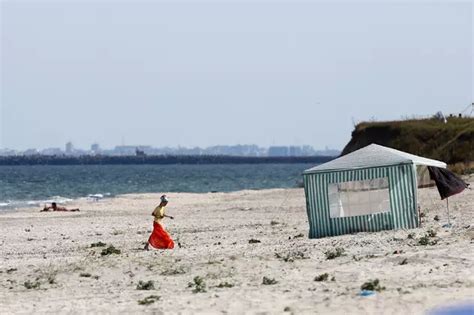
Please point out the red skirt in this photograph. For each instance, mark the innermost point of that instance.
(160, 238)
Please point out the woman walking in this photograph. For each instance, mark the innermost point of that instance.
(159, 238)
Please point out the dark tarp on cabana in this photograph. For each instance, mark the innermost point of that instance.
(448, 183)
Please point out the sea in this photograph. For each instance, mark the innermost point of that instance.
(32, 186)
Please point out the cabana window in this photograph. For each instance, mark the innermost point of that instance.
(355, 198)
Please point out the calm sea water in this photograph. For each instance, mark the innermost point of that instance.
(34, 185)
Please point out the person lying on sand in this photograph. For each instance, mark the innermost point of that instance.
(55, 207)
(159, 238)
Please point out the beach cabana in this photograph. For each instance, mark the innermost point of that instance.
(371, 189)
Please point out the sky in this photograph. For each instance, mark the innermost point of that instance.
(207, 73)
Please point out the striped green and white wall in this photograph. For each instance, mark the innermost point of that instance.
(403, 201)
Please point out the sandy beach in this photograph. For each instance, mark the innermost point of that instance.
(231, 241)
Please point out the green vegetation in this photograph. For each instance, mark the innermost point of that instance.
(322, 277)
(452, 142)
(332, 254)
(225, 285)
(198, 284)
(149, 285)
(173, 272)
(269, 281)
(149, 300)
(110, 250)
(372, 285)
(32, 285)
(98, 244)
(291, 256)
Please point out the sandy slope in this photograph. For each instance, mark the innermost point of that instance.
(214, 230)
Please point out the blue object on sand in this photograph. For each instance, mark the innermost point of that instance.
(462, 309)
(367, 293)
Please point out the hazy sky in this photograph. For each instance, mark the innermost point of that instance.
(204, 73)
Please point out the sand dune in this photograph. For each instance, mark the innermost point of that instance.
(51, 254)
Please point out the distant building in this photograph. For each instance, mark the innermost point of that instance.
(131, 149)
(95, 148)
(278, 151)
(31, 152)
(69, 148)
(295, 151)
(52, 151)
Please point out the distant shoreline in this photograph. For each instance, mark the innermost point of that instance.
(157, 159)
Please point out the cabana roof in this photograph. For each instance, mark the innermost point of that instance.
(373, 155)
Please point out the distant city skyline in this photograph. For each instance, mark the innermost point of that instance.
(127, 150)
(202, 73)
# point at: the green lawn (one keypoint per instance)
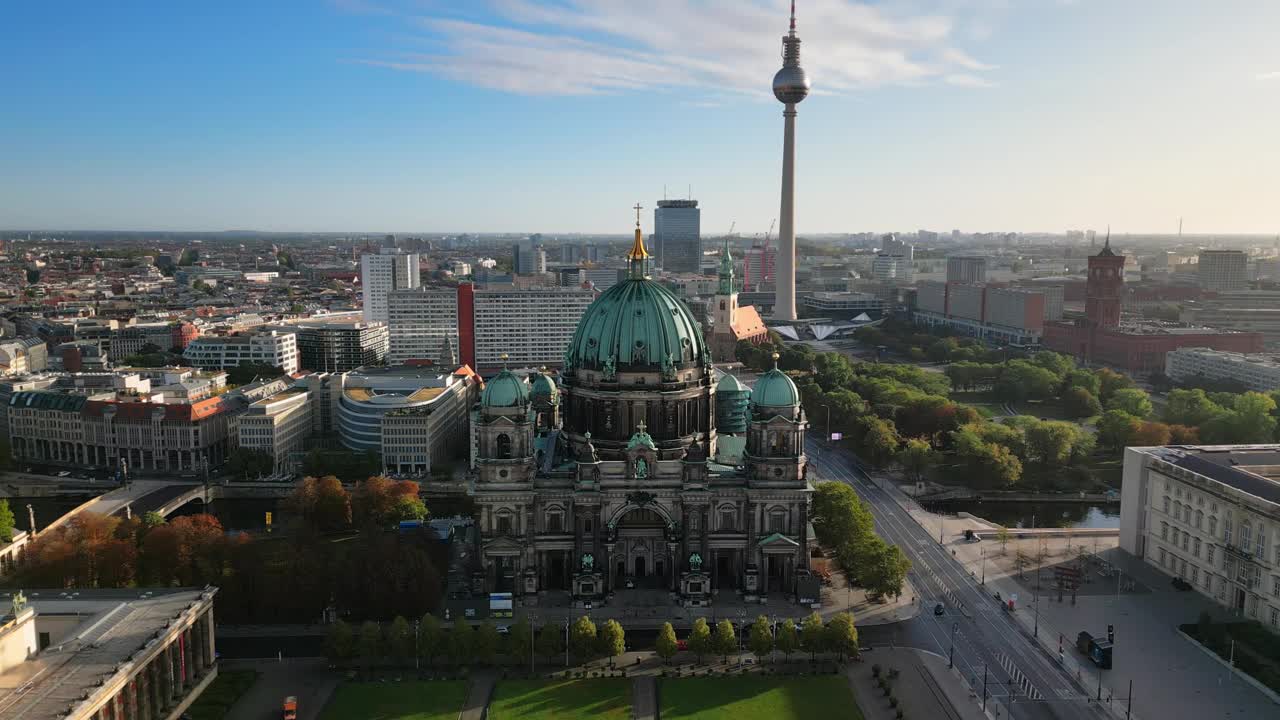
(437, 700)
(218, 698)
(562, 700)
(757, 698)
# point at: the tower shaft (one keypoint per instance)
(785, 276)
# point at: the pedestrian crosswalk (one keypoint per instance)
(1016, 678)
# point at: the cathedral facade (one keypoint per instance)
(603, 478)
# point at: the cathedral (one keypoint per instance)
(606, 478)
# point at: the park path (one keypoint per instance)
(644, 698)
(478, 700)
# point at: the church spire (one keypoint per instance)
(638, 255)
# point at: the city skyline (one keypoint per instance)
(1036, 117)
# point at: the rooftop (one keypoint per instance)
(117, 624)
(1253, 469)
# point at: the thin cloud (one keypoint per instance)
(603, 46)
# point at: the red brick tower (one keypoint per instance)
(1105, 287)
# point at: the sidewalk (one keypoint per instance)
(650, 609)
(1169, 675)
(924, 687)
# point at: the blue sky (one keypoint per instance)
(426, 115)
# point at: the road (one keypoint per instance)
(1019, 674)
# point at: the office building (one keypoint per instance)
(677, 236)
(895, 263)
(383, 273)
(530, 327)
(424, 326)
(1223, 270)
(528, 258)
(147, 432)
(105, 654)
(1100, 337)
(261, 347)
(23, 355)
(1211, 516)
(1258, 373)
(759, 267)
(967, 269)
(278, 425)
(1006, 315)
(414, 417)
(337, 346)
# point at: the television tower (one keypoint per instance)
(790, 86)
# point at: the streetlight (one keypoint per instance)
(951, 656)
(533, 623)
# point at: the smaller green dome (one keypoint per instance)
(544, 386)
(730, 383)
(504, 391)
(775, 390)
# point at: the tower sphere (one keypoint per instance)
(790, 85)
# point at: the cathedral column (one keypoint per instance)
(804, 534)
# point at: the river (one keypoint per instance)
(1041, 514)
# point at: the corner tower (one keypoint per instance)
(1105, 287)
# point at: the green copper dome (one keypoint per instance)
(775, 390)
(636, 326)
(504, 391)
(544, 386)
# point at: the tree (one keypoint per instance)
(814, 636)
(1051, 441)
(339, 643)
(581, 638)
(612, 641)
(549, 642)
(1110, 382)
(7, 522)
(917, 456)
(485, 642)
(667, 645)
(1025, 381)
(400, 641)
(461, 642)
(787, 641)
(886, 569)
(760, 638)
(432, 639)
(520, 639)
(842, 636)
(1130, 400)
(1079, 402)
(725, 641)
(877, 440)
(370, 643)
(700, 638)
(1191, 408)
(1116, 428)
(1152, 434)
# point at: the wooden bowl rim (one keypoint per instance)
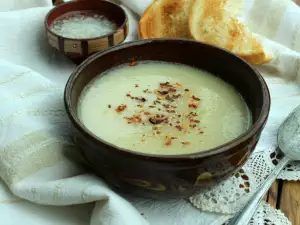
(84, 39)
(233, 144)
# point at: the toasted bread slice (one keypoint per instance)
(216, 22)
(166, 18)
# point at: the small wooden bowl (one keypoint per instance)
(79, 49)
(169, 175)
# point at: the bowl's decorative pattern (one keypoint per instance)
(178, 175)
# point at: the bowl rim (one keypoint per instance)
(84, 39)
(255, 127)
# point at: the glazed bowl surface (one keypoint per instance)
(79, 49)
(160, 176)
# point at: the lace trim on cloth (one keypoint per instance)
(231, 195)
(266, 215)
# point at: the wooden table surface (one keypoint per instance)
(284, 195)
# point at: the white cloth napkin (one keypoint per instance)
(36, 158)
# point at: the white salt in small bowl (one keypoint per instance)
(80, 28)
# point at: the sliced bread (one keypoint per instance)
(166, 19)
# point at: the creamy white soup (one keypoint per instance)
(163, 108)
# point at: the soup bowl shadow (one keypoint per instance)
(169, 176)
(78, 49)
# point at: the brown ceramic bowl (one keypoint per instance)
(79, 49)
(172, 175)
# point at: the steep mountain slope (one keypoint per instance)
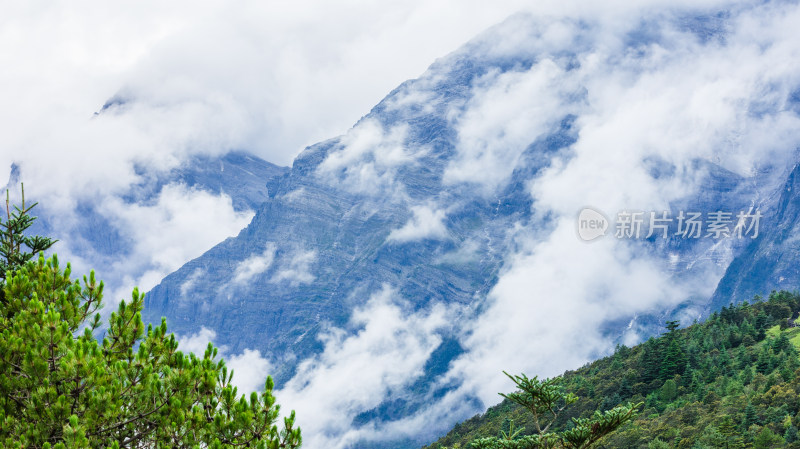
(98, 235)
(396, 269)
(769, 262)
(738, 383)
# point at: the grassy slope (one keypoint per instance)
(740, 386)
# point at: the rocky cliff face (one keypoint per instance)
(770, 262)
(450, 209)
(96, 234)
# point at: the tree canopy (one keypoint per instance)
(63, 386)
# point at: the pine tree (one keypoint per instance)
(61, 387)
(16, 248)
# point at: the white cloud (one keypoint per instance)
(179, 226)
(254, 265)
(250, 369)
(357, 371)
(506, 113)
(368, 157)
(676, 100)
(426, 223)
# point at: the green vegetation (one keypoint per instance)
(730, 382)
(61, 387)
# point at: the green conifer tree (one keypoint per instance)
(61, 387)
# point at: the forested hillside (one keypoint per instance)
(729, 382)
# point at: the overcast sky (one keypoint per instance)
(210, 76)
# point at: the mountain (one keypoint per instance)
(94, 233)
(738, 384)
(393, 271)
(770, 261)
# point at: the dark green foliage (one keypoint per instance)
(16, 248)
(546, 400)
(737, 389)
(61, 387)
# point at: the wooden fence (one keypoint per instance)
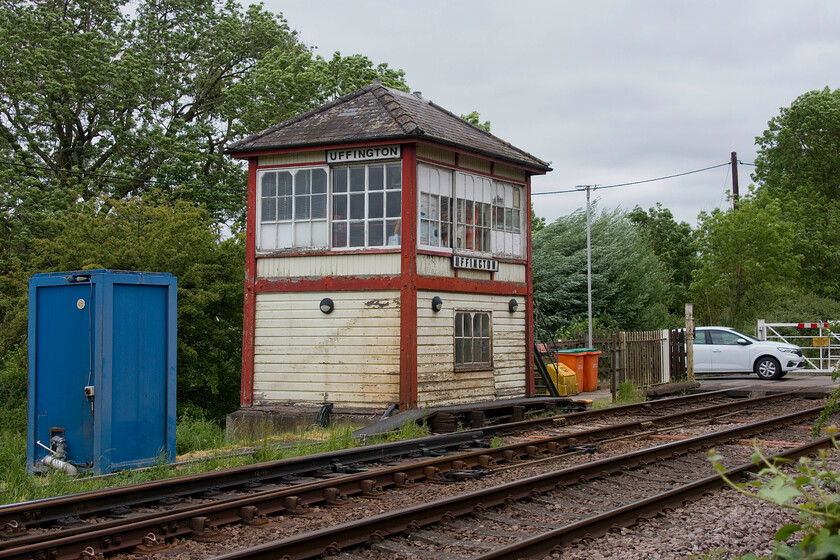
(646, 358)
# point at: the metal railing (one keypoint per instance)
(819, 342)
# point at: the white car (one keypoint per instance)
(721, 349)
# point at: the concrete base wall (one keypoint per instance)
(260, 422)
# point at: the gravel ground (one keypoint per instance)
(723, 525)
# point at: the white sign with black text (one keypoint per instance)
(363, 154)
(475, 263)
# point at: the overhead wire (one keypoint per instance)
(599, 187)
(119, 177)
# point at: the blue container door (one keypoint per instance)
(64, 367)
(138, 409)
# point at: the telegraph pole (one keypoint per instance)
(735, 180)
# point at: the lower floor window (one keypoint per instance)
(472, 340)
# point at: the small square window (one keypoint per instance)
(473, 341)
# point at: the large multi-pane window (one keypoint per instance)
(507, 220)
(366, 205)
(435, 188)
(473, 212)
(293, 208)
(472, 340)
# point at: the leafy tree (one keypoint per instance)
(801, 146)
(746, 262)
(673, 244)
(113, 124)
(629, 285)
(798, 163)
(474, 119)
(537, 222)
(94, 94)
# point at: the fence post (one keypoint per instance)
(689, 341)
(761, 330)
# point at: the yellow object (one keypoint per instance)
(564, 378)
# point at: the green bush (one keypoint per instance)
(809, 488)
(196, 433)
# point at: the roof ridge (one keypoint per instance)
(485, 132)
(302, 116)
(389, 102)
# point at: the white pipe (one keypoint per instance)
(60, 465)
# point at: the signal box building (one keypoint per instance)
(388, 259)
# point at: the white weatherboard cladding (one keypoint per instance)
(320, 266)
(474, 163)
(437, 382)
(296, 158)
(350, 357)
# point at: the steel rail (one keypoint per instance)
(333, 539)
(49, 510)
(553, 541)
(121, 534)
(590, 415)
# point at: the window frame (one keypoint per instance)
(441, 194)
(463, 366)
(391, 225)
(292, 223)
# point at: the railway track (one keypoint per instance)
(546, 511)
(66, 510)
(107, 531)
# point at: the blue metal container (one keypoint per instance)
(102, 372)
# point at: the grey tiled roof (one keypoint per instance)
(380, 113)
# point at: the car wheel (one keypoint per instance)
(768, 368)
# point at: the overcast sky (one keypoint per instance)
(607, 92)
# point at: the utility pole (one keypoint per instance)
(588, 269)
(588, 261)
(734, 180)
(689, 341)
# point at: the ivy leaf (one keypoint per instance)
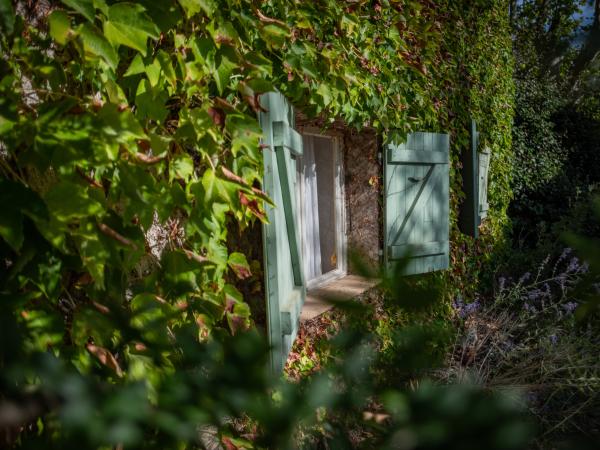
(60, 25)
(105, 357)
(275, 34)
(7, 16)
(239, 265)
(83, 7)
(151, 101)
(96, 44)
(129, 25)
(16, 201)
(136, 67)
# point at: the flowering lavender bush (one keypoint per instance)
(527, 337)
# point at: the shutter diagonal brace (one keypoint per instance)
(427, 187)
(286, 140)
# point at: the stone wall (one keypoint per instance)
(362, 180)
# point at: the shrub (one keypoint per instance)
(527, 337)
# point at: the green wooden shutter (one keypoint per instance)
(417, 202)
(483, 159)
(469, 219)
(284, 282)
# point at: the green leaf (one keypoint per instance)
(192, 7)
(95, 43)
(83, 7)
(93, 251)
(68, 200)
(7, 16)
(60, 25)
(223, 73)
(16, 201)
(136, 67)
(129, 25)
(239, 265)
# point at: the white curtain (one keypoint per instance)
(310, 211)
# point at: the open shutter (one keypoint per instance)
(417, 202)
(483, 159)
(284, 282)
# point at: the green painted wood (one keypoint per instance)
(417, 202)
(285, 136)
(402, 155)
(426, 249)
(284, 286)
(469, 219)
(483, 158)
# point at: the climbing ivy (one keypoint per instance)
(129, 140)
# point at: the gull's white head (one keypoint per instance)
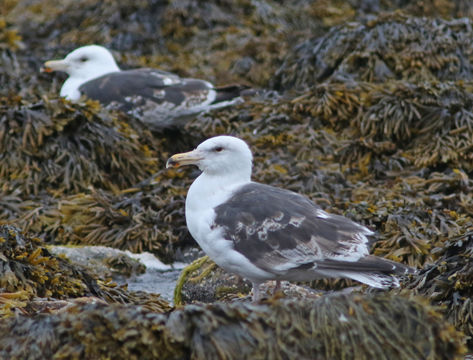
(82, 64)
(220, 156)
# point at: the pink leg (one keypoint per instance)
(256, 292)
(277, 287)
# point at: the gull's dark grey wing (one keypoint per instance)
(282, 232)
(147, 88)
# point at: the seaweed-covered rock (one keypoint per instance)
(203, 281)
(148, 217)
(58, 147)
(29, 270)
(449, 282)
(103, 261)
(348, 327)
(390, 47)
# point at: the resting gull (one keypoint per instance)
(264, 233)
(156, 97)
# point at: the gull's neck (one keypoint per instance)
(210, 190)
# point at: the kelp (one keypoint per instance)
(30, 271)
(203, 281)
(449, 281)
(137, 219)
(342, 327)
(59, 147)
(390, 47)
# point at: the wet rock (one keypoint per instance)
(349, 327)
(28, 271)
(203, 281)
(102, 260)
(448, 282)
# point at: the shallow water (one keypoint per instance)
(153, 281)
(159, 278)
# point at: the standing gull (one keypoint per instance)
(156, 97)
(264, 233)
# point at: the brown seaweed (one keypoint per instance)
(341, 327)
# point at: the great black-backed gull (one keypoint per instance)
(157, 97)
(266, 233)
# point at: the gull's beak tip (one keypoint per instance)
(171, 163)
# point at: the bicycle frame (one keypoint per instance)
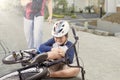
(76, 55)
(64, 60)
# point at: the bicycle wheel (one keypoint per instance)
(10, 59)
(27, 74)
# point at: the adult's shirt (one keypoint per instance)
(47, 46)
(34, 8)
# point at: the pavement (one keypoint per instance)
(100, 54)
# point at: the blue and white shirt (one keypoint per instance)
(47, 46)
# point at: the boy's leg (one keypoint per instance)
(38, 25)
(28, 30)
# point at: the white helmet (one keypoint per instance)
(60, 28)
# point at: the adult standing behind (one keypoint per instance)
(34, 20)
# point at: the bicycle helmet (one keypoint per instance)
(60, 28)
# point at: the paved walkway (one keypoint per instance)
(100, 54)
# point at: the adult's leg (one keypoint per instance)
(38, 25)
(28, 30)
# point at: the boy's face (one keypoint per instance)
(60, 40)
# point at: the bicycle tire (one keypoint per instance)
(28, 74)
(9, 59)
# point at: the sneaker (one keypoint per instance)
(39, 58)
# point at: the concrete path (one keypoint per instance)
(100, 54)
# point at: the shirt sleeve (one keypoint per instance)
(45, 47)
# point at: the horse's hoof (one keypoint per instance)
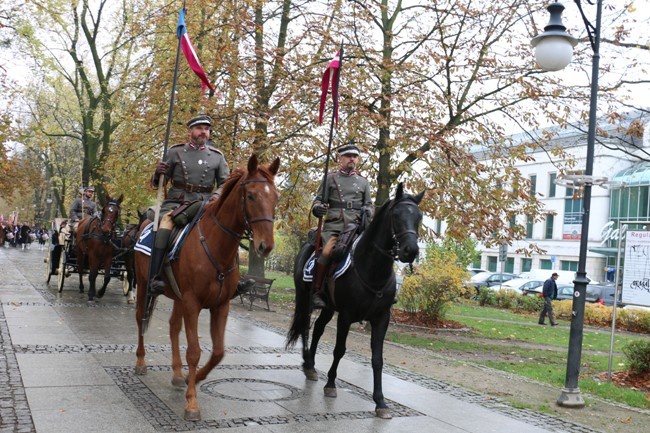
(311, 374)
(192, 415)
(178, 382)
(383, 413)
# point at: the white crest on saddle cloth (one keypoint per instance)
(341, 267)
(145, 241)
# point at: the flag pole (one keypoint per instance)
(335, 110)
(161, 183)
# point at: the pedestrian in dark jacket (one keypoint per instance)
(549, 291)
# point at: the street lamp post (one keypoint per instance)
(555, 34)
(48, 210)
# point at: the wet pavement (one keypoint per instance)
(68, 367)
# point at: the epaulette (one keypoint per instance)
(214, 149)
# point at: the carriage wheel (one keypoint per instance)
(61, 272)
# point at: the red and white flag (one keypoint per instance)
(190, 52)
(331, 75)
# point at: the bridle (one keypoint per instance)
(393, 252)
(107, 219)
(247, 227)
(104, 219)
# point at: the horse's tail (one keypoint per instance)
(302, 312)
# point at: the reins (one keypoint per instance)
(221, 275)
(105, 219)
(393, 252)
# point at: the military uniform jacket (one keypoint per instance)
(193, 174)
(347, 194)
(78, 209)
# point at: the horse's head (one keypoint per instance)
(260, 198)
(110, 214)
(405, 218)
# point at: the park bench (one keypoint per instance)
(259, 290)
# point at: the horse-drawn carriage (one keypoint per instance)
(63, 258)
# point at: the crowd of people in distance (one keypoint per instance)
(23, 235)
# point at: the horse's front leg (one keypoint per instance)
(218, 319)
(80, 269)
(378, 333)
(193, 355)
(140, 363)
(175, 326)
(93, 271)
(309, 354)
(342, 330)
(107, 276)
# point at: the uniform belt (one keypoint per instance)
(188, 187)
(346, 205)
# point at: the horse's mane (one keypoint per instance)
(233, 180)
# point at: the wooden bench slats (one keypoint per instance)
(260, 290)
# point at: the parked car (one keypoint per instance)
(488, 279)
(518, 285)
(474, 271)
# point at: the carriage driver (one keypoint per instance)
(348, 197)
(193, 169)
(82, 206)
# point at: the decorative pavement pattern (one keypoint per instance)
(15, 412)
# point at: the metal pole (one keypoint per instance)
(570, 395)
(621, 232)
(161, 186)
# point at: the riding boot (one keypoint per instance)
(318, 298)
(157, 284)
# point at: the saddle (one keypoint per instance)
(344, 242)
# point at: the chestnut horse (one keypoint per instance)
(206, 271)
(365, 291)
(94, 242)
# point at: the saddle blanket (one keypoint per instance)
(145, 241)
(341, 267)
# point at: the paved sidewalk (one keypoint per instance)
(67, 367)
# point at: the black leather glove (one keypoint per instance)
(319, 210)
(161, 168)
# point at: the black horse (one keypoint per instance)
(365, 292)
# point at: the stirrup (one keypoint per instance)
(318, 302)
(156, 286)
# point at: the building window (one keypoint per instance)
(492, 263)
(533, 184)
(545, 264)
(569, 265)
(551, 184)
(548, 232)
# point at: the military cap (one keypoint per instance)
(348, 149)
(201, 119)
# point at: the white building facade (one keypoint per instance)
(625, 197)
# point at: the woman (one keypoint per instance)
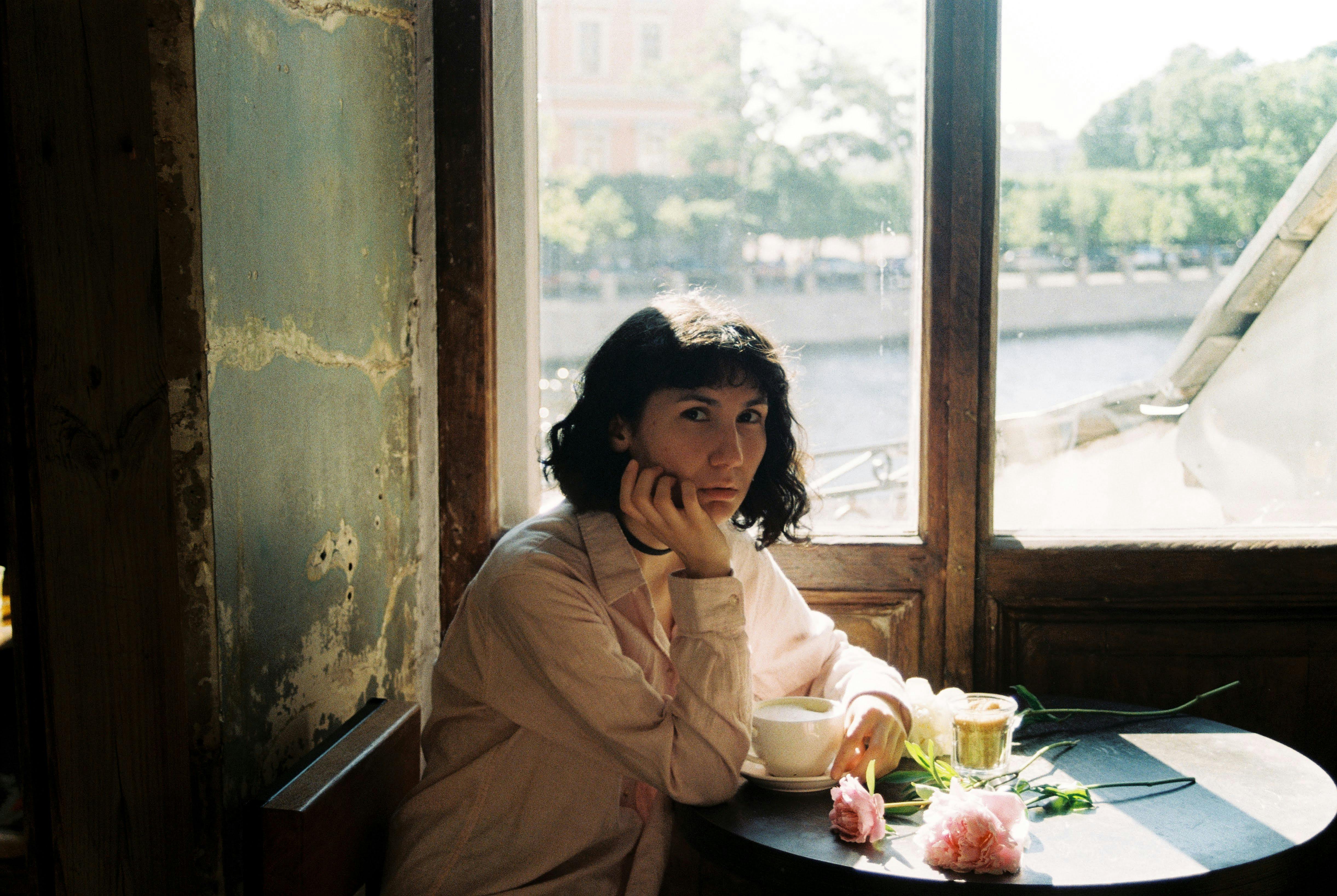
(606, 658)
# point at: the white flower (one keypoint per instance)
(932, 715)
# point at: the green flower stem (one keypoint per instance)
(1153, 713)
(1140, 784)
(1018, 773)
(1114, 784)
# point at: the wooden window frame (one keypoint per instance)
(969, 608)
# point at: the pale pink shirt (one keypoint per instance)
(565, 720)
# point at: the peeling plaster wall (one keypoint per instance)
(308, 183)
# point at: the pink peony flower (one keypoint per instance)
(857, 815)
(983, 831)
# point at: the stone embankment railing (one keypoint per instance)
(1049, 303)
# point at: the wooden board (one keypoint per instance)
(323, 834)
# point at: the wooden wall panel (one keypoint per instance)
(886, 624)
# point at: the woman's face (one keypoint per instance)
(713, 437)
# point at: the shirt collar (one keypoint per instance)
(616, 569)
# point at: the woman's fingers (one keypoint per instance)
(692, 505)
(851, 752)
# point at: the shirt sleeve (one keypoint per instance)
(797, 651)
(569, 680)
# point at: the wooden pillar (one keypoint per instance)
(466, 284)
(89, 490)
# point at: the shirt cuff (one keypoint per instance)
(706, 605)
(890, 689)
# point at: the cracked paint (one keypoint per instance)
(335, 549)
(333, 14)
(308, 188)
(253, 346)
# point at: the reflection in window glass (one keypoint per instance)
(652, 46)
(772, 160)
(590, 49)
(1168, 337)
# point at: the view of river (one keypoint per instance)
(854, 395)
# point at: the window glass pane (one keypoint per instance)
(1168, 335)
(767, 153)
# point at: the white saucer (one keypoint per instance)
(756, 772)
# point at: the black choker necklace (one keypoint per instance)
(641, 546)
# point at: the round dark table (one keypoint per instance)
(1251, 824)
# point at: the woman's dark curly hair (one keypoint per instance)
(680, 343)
○ ○ ○ ○ ○
▸ Exercise aim
Produce an exact copy of the lines from the one containing "# point at: the wooden wall" through the final line of the data, both ends included, and only those.

▸ Solution to the problem
# point at: the wooden wall panel (one keypoint per instance)
(886, 624)
# point at: the woman's face (one keypoint per instance)
(713, 437)
# point at: the shirt collar (one keypoint per instance)
(616, 569)
# point at: the woman's fingers (one keypoint per instance)
(692, 505)
(851, 752)
# point at: the shirt sleeve (one keypoint per instance)
(797, 651)
(569, 680)
# point at: the wooden pillar (one keypoint per instance)
(466, 284)
(89, 490)
# point at: the shirt cuff (one keypoint per instance)
(706, 605)
(890, 689)
# point at: the cracked paint (one keypoint per instance)
(335, 549)
(333, 14)
(308, 188)
(253, 346)
# point at: the reflection in window glass (one keypoint per instance)
(652, 46)
(772, 160)
(590, 49)
(1168, 337)
# point at: the view of river (one keypoint per instance)
(854, 395)
# point at: the window glass pane (one keypoint per instance)
(1168, 335)
(767, 153)
# point at: the white saucer (one keypoint per instance)
(756, 772)
# point at: the black choker necklace (one keypoint per instance)
(641, 546)
# point at: the round dark table (one keypoint per instance)
(1251, 824)
# point at: the woman's dark curly hair (one keypoint per instance)
(680, 343)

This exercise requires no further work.